# SOURCE EXCERPT
◆ ◆ ◆ ◆ ◆

|4014628||Supercharged three-section pump||March, 1977||Rusoff||91/499|
|3627451||HYDRAULIC TRANSFORMER||December, 1971||Kouns||417/271|
|3085514||Pump cooling apparatus||April, 1963||Budzich||417/269|
|2942555||Combination pump and motor||June, 1960||Pezzillo||417/366|
|2780170||Supercharging system for fluid pumps||February, 1957||Stoyke et al.||417/206|
|2620736||Fluid handling mechanism||December, 1952||Overbeke||91/485|
|1819966||Air compressor||August, 1931||Olson||417/269|
The present invention relates to a servo pump suitable for use in machineries such as industrial robots, vibration beds and so forth.
To cope with the current demand for energy conservation, hydraulic systems having a variable-displacement type pump, referred to as a "servo pump," are becoming popular. In these systems the servo pump is used as a driving source for driving an actuator such as a hydraulic cylinder, hydraulic motor or the like. It is also preferred in these known hydraulic systems that the servo pump is situated as closely as possible to the actuator, in order to eliminate unfavourable effect which may be incurred through the piping system which interconnects the servo pump and the actuator.

◆ ◆ ◆ ◆ ◆

# SUPPLIED DATA

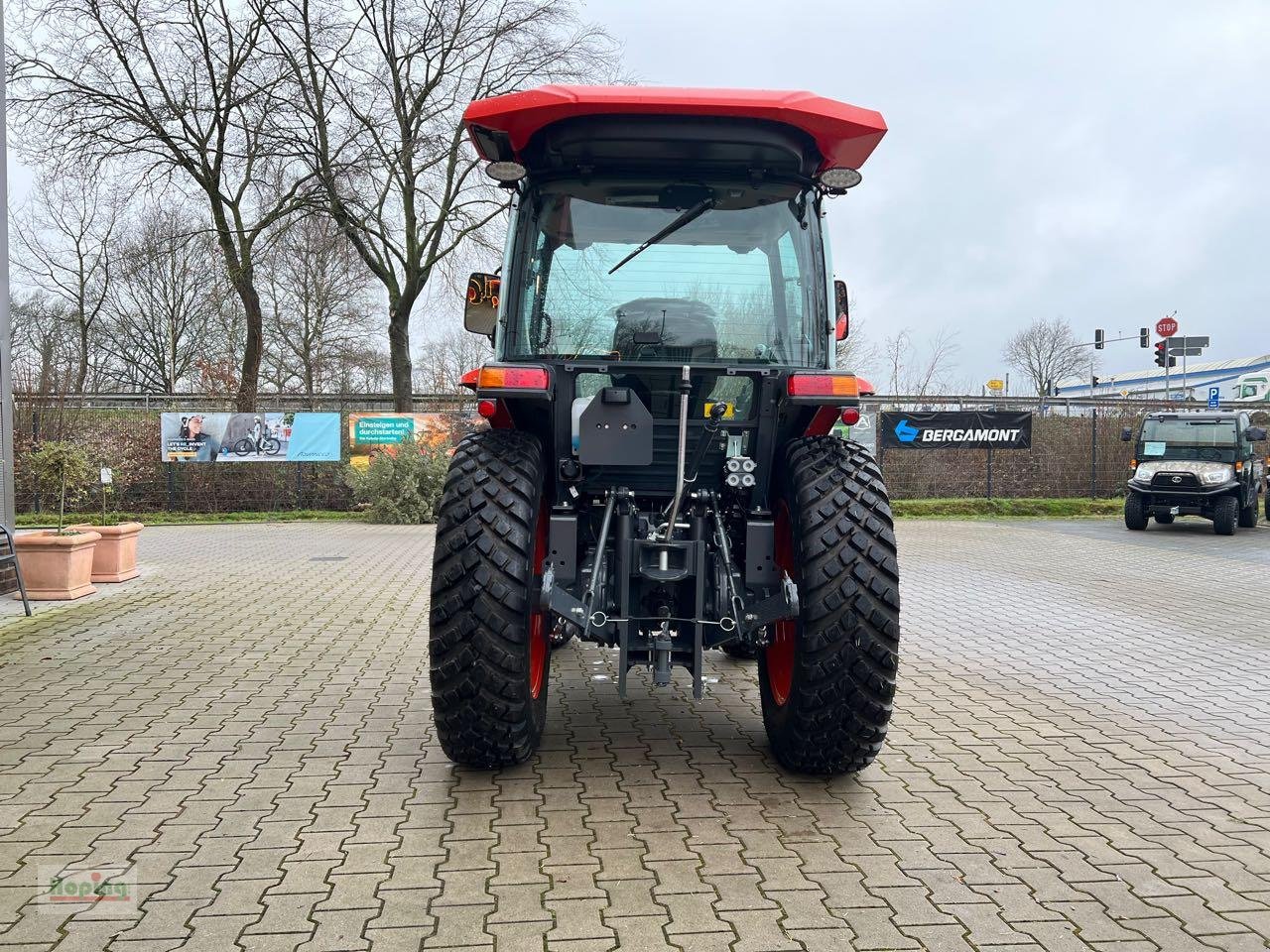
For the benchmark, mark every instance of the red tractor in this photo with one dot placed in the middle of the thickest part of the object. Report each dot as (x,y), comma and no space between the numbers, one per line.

◆ ◆ ◆ ◆ ◆

# COMPLETE THE FOLLOWING
(1) Translate into Spanish this sentence from the servo pump excerpt: "The present invention relates to a servo pump suitable for use in machineries such as industrial robots, vibration beds and so forth."
(2) Answer these from the servo pump excerpt:
(a) In what month and year is the air compressor entry dated?
(b) What name is given to a variable-displacement type pump?
(c) Where is it preferred that the servo pump be situated?
(3) Pull out the passage of the servo pump excerpt from "To cope with" up to and including "and the actuator.".

# FINAL RESULTS
(1) La presente invención se refiere a una servobomba adecuada para su uso en maquinarias tales como robots industriales, camas vibratorias y similares.

(2)
(a) August, 1931
(b) A "servo pump"
(c) As closely as possible to the actuator

(3)
To cope with the current demand for energy conservation, hydraulic systems having a variable-displacement type pump, referred to as a "servo pump," are becoming popular. In these systems the servo pump is used as a driving source for driving an actuator such as a hydraulic cylinder, hydraulic motor or the like. It is also preferred in these known hydraulic systems that the servo pump is situated as closely as possible to the actuator, in order to eliminate unfavourable effect which may be incurred through the piping system which interconnects the servo pump and the actuator.